[Natural-language object grounding data]

○ ○ ○ ○ ○ ○ ○

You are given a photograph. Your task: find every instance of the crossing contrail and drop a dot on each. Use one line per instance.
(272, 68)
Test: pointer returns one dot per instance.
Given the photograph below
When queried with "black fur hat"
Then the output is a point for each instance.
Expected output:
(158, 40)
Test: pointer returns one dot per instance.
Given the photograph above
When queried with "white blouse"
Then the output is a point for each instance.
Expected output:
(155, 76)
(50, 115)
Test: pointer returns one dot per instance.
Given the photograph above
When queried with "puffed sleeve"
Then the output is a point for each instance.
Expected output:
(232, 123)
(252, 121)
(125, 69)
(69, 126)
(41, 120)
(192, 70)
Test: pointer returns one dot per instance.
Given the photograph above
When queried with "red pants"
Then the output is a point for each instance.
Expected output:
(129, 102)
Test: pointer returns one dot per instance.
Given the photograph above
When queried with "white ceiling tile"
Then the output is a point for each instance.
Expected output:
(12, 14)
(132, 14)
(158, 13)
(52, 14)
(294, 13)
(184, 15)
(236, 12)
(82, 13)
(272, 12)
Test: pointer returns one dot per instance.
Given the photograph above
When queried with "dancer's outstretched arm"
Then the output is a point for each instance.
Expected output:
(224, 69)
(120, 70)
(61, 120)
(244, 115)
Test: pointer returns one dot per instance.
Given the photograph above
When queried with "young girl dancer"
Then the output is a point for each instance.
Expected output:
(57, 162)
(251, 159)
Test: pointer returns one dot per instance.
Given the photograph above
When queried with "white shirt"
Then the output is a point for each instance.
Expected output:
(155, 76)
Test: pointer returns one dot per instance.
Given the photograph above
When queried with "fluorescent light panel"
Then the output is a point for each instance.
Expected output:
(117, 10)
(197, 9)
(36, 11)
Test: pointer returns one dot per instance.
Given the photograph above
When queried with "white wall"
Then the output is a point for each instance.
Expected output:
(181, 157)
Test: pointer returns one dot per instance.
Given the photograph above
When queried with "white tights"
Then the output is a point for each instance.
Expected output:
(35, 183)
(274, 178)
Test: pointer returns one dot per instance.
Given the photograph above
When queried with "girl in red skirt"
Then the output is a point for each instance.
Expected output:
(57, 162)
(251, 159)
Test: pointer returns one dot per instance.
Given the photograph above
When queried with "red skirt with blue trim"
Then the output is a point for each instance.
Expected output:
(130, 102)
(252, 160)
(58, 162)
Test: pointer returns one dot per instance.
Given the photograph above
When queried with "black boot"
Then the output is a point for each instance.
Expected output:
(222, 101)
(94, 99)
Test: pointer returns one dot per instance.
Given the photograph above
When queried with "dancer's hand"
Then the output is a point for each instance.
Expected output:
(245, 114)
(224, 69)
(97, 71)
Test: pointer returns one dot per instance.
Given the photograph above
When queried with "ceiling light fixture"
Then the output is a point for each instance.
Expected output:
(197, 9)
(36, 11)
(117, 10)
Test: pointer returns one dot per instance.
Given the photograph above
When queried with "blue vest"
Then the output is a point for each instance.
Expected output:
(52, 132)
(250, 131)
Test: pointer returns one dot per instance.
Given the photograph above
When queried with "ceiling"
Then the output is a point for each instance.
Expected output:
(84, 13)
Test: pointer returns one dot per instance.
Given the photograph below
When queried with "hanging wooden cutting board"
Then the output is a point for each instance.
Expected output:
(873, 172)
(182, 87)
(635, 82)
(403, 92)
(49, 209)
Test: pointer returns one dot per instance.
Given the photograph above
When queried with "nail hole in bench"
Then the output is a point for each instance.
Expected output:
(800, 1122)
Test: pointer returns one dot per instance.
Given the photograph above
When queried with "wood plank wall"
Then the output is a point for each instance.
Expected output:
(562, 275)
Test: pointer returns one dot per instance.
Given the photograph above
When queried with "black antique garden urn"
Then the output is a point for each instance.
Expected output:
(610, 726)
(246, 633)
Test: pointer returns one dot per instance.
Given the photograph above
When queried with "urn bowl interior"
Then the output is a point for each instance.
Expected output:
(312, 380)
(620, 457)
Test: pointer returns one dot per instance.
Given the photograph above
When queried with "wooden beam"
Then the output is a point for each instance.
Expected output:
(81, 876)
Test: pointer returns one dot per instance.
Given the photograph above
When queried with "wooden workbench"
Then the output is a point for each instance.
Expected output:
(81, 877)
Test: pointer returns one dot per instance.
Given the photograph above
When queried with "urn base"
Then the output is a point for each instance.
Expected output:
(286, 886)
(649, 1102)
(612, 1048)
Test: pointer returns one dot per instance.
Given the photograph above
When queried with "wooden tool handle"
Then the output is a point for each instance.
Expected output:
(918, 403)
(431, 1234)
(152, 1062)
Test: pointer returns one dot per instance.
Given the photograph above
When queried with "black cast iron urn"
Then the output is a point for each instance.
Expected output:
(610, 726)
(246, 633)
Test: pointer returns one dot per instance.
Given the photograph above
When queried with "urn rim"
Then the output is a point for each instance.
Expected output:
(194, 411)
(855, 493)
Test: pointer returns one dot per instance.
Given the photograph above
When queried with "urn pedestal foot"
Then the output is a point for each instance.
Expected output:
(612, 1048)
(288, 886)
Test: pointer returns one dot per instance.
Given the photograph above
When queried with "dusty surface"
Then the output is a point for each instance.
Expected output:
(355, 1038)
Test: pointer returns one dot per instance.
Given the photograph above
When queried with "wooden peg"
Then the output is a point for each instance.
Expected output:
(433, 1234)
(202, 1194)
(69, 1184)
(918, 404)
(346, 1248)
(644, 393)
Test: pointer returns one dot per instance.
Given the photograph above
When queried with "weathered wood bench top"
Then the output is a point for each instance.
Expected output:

○ ○ ○ ○ ○ ○ ○

Required action >>
Please print out every record exactly as it is written.

Expected answer >>
You are given a photograph. Your task: find every instance of the crossing contrail and drop a dot on each. Use one line per instance.
(272, 68)
Test: pointer returns one dot per instance.
Given the photograph below
When queried with "black fur hat"
Then the output is a point for each instance.
Expected output:
(158, 40)
Test: pointer returns one dot per instance.
Given the photograph above
When queried with "white blouse"
Then the output is a point for each instance.
Expected output:
(155, 76)
(50, 115)
Test: pointer returns one dot per instance.
Given the photograph above
When queried with "puffed sleeve"
Then the output is a point for each instance.
Expected output:
(232, 123)
(252, 121)
(125, 69)
(69, 126)
(41, 120)
(192, 70)
Test: pointer returns one dot per instance.
Given the photograph above
When queried with "red pants"
Then the output is a point for each instance.
Expected output:
(129, 102)
Test: pointer returns one dot per instance.
Given the photograph above
When queried with "white ceiling tile"
Then the output is a point for each instance.
Expected output:
(12, 14)
(132, 14)
(158, 13)
(52, 14)
(294, 13)
(184, 15)
(236, 12)
(82, 13)
(272, 12)
Test: pointer returns one dot per instance.
Given the photograph above
When queried with "dancer's outstretched arm"
Then the output is a point for each instance.
Expected output:
(224, 69)
(120, 70)
(61, 120)
(244, 115)
Test: pointer returns one dot per instance.
Given the photograph above
When queried with "young girl dancer"
Then the output is a point for each instance.
Expected output:
(57, 162)
(251, 159)
Test: pointer returns one dot per instance.
Given the photograph above
When queried with "white shirt"
Then the output is a point for each instance.
Expected output:
(155, 76)
Test: pointer returns one dot per instance.
Given the photograph above
When queried with "fluorescent light panel"
Then the output is a point for each instance.
Expected output:
(117, 10)
(197, 9)
(36, 11)
Test: pointer returns one dot per instance.
Given the photograph above
When queried with "white wall"
Then the output is a point for each instance.
Expected output:
(181, 157)
Test: pointer returns one dot per instance.
Given the photograph above
When queried with "white tights"
Then the output is a point for each instance.
Expected output:
(35, 183)
(274, 178)
Test: pointer returns one dot per instance.
Given the photograph above
When queried with "girl in red skirt"
Then the output is a point for each instance.
Expected output:
(57, 162)
(251, 159)
Test: pointer returns one dot per instance.
Given the photograph above
When queried with "red skirt with blue trim"
Then the output is a point for each instance.
Expected output:
(130, 102)
(252, 160)
(58, 162)
Test: pointer returns one dot per instance.
Given the photograph above
When queried with "black boot"
Then the output is a point for each instance.
Expected output:
(222, 101)
(94, 99)
Test: pointer returns one dot per instance.
Given the photograph above
When queried with "dancer's hand"
Then the output is a point for each instance.
Expected output:
(245, 114)
(224, 69)
(97, 71)
Test: pointer returns one dot per instance.
Given the photograph above
When queried with "ceiling light fixture"
Then the output is a point for each instance.
Expected output:
(197, 9)
(36, 11)
(117, 10)
Test: pointer returns one dot per instance.
Given the photograph above
When queried with "blue vest"
Then the output is a point for each instance.
Expected output:
(52, 132)
(250, 131)
Test: pointer returns one dot per instance.
Given the photograph above
When queried with "ceiling"
Then the output is a point for each instance.
Expected output:
(84, 13)
Test: pointer returns one dot per instance.
Given the photograph below
When queried with "hanging wooden cutting board"
Then the output is a point for each instance.
Expected output:
(873, 172)
(182, 87)
(635, 82)
(403, 92)
(49, 209)
Test: pointer returns one dot per instance.
Given the photograph above
When queried with "nail hole in bench"
Then the output is a point for each instance.
Expected output:
(800, 1122)
Test: pointer returns one dot per instance.
Given the photograph above
When queried with "wood plank wall"
Then the output is a point for each instance.
Expected output:
(562, 275)
Test: pointer returns one dot per instance.
Given the photograph above
When queried with "black antique garden urn"
Then the output is a point for each instance.
Expected output:
(610, 726)
(246, 633)
Test: pointer returns one dot per instance.
Given the photograph above
When queried with "urn bowl interior"
Then the output is a point for each instance.
Expected output:
(312, 380)
(620, 457)
Test: pointer returns one dot per instance.
Given the photograph above
When queried with "wooden beam"
Then the output is a point for each instance.
Expected output:
(81, 876)
Test: pointer returns one dot per instance.
Given the photograph above
When queried with "wooden workbench"
Then the output is a point for each instance.
Expected output:
(81, 877)
Test: pointer returns one dot per instance.
Given the photograph above
When queried with "urn base"
Then the output is a point for each instance.
Expected output:
(286, 886)
(649, 1102)
(612, 1048)
Test: pointer returns one dot per instance.
Given the photograph above
When queried with "wooden tool handle"
Then the output is a point for each instance.
Expected output:
(918, 403)
(431, 1234)
(152, 1062)
Test: pointer returns one dot per instance.
Given the photograph above
When queried with "black cast iron urn"
Then the output is a point for each instance.
Expected output:
(610, 726)
(246, 633)
Test: pointer returns one dot per instance.
Given the photograph above
When queried with "urn rim"
Then the output is a point for each instance.
Expected output:
(194, 411)
(855, 493)
Test: pointer returns one dot per instance.
Given the photograph above
When queried with "urn pedestal foot"
Then the output is a point for each instance.
Expected output:
(612, 1048)
(288, 886)
Test: pointer returns one dot per instance.
Given the photograph above
When queried with "dusty surface"
Then the output is a point for each instance.
Expected output:
(355, 1038)
Test: pointer returns one dot per instance.
Given the photograph above
When queried with "wooden peg"
Then the output is a point for each instance.
Expected output:
(433, 1234)
(202, 1194)
(69, 1184)
(918, 404)
(346, 1248)
(644, 393)
Test: pointer returns one dot per instance.
Given the photograph above
When queried with "weathered wood bench top"
Then the output is a point for each instance.
Expected output:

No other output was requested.